++++ Rows ++++

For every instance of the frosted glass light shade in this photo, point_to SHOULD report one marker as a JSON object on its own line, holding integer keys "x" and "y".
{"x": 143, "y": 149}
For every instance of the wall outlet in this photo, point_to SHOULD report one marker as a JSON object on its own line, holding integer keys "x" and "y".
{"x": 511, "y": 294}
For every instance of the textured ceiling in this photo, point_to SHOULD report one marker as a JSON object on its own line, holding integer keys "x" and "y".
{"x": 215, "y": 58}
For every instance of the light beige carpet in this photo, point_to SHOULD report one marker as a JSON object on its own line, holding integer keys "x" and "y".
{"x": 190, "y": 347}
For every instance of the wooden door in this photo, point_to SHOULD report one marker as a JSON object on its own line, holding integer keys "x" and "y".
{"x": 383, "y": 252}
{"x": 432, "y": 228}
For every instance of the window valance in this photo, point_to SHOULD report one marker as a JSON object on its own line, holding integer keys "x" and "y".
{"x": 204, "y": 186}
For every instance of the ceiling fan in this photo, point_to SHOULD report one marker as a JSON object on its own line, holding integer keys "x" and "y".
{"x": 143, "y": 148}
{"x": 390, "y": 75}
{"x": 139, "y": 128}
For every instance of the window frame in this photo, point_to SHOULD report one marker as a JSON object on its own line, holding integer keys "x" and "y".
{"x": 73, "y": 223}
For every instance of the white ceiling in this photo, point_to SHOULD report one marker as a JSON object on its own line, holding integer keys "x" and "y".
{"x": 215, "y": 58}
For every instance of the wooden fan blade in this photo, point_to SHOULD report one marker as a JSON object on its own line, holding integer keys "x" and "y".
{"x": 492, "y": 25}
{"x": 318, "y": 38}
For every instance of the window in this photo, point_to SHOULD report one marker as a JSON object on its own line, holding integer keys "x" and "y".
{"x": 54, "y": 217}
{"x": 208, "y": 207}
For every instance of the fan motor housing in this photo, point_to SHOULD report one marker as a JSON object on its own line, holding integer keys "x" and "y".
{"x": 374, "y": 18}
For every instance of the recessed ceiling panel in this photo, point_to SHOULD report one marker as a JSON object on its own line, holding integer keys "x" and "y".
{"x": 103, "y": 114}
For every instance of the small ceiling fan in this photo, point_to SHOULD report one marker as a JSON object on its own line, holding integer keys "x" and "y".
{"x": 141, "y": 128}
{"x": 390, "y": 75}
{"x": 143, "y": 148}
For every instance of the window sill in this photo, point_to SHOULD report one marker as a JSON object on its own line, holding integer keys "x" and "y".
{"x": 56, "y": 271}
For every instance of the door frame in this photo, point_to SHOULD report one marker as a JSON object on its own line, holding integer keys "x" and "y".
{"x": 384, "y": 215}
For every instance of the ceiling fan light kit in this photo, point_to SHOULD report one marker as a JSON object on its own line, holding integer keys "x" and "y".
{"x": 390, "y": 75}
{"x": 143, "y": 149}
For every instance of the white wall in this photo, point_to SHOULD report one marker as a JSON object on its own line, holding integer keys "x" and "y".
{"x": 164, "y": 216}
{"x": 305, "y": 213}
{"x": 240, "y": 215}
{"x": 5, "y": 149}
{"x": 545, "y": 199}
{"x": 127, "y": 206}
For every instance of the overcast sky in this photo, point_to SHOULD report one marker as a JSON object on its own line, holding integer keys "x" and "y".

++++

- _Exercise_: Copy out all of the data above word for word, keeping every line in its original order.

- _Solution to the problem_:
For every instance of the frosted glass light shade in this photo, point_to SHOULD report one marker as a JSON object on its own line, holding integer keys "x" and "y".
{"x": 143, "y": 149}
For every instance of the wall outlet in this photo, point_to SHOULD report one marker as a JSON object on its own line, holding integer keys "x" and "y".
{"x": 511, "y": 294}
For every instance of the textured ceiling in this photo, point_to SHOULD report one marker as a JSON object on its own line, holding integer keys "x" and "y".
{"x": 215, "y": 58}
For every instance of the light beige carpet in this photo, point_to SHOULD report one marker as a JSON object on its own line, holding integer keys "x" and "y".
{"x": 190, "y": 347}
For every instance of the wooden door in this photo, point_to SHOULD report one marker as a JSON object on its own line, holding integer keys "x" and "y".
{"x": 383, "y": 252}
{"x": 432, "y": 228}
For every instance of the window valance in this photo, point_to SHOULD report one marker as a JSON object on its own line, holding integer keys "x" and "y".
{"x": 204, "y": 186}
For every instance of the ceiling fan in this photo, point_to SHOULD report one marker as a JSON object on its own line, holding integer keys "x" and "y".
{"x": 143, "y": 148}
{"x": 390, "y": 75}
{"x": 139, "y": 128}
For every instance of the window frame in this photo, point_to SHOULD report one marker as a JSON object on its own line, holding integer keys "x" and "y".
{"x": 73, "y": 223}
For every instance of the white ceiling in this photo, point_to SHOULD report one marker as a JSON object on its own line, holding integer keys "x" and "y".
{"x": 215, "y": 58}
For every instance of the wooden fan blade in this photo, point_to SHOULD report one marker as a JSON object on its own line, holding integer keys "x" and "y".
{"x": 492, "y": 25}
{"x": 318, "y": 38}
For every instance of the window in this photo, point_to SHOULD report one marker as a JSON object on its own line, holding integer keys "x" and "y".
{"x": 54, "y": 217}
{"x": 208, "y": 207}
For every instance of the fan motor housing in this photo, point_to SHOULD report one marker as a JSON object on its own line, holding integer keys "x" and "y".
{"x": 374, "y": 18}
For every instance of the recessed ceiling panel in this photo, point_to SHOULD report one marker as a JSON object on its own line, holding integer keys "x" and "y".
{"x": 103, "y": 114}
For every instance of the small ceiling fan in this photo, point_to SHOULD report one marker as a JSON object on its own line, holding integer keys "x" and "y".
{"x": 141, "y": 128}
{"x": 390, "y": 75}
{"x": 143, "y": 148}
For every instance of the window sill in this photo, point_to SHOULD report one marker as a JSON object on its own line, holding integer keys "x" and "y".
{"x": 56, "y": 271}
For every instance of the door frame in this photo, point_to SHOULD report one marker as a JSON object on its own line, holding integer keys "x" and "y".
{"x": 384, "y": 215}
For every instance of the ceiling fan light kit in this photo, point_to SHOULD report one marker as a JSON object on its own line, holding integer keys "x" and "y".
{"x": 390, "y": 75}
{"x": 143, "y": 149}
For every instance of the white wall in this photo, point_to SHOULD report one marker as a JSON object on its own line, holding integer keys "x" and "y".
{"x": 164, "y": 216}
{"x": 305, "y": 213}
{"x": 240, "y": 215}
{"x": 5, "y": 149}
{"x": 545, "y": 199}
{"x": 127, "y": 206}
For every instance of the overcast sky in this photo, point_to SHOULD report one marker as a JSON object on its own line, holding integer keys "x" and "y".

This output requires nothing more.